Instructions to follow: Find the line with "Would you be so kind as to detect the rear window" in the data below. Repeat it and every line after it exactly, but not the pictures.

Data in this exercise:

Start of Block

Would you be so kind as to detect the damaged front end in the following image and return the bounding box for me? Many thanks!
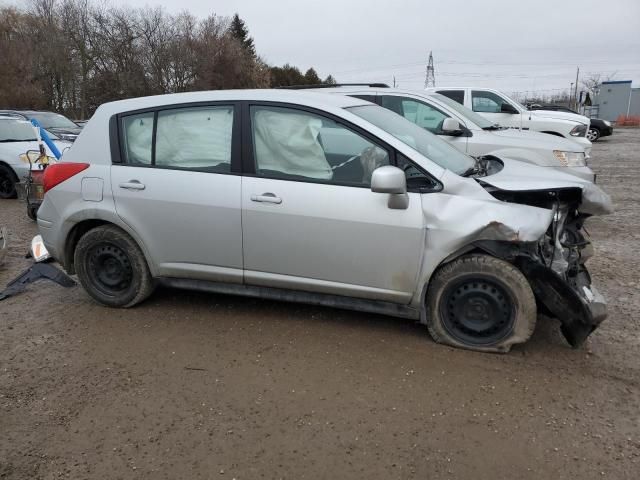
[481,185,612,347]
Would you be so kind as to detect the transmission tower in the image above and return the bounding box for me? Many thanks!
[424,51,436,88]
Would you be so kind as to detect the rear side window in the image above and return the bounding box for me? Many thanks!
[122,113,153,165]
[437,90,464,105]
[120,106,234,173]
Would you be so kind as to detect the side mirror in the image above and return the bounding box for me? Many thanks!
[442,118,463,135]
[371,166,409,210]
[500,103,519,114]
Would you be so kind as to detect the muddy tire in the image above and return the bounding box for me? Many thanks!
[0,164,17,199]
[425,254,536,353]
[27,205,38,221]
[74,225,154,307]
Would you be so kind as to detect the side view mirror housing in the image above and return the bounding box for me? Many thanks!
[371,166,409,209]
[500,103,519,114]
[441,118,463,135]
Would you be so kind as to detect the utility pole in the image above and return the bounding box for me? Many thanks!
[574,66,580,110]
[570,82,574,108]
[425,51,435,88]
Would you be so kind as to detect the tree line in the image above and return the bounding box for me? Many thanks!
[0,0,335,119]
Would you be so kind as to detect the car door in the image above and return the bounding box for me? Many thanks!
[471,90,520,128]
[241,104,425,303]
[111,104,243,283]
[378,95,469,154]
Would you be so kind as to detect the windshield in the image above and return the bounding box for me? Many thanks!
[0,119,37,142]
[29,112,78,129]
[499,92,528,112]
[347,105,475,176]
[430,93,495,129]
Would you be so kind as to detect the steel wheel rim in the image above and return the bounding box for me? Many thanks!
[439,277,515,346]
[86,242,133,296]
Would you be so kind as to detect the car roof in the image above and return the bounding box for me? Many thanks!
[96,89,370,116]
[0,115,31,122]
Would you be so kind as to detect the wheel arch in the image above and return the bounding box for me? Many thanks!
[418,240,527,321]
[63,217,156,276]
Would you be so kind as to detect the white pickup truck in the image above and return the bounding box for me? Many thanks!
[427,87,592,157]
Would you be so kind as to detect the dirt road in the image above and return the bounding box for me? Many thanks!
[1,130,639,479]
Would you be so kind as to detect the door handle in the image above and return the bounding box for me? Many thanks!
[119,180,145,191]
[251,192,282,204]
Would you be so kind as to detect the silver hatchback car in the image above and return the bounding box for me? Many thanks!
[36,90,611,353]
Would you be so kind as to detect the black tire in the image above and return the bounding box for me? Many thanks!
[74,225,154,307]
[587,127,601,142]
[0,164,18,199]
[27,205,38,220]
[425,254,536,353]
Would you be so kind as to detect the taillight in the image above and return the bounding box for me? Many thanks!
[43,163,90,193]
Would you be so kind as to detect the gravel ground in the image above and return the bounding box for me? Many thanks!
[1,129,639,479]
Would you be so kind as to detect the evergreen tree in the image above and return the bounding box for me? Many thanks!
[323,74,337,85]
[304,67,321,84]
[229,13,255,56]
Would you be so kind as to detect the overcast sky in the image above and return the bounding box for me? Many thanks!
[11,0,640,96]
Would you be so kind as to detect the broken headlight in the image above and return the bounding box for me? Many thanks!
[553,150,586,167]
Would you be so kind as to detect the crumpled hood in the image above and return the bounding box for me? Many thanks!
[528,109,590,125]
[490,128,585,152]
[479,158,613,216]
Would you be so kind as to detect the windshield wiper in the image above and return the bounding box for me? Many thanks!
[482,124,503,131]
[0,138,37,142]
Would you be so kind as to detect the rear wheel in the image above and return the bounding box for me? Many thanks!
[0,165,17,199]
[587,127,600,142]
[74,225,154,307]
[426,254,536,353]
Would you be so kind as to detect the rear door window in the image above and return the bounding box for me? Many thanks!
[119,105,234,172]
[155,106,233,172]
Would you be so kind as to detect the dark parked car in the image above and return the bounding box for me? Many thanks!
[0,110,82,142]
[527,104,613,142]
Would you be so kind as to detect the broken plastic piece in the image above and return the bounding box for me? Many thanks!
[0,262,76,301]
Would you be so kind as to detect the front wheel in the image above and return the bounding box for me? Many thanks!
[74,225,155,307]
[587,127,600,142]
[426,254,536,353]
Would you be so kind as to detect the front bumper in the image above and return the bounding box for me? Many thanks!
[520,260,607,347]
[600,126,614,137]
[549,165,595,183]
[569,136,592,158]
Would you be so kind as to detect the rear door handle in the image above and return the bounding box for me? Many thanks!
[251,193,282,204]
[119,180,145,191]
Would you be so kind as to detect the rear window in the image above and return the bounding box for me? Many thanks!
[437,90,465,105]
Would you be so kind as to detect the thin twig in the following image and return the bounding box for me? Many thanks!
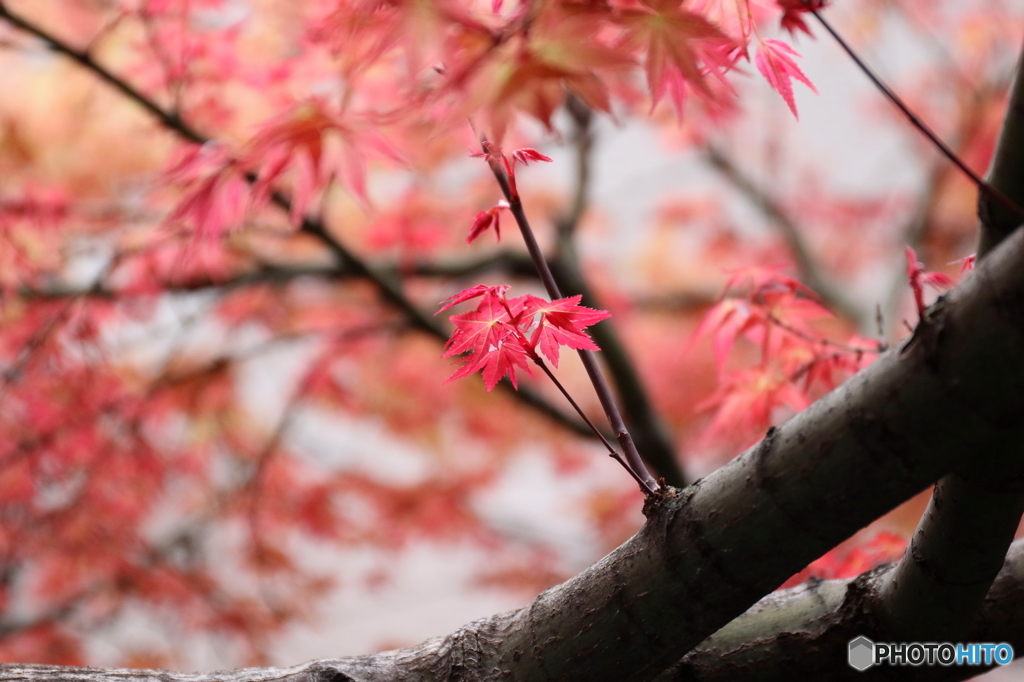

End of Block

Answer to the exercise:
Would you be so kind as to detect the rear window in the image above and return the bounding box for me? Many thanks!
[437,90,465,105]
Would you be so kind as to detect the thin twig in the following image and return the bounding box for me? Many thanks!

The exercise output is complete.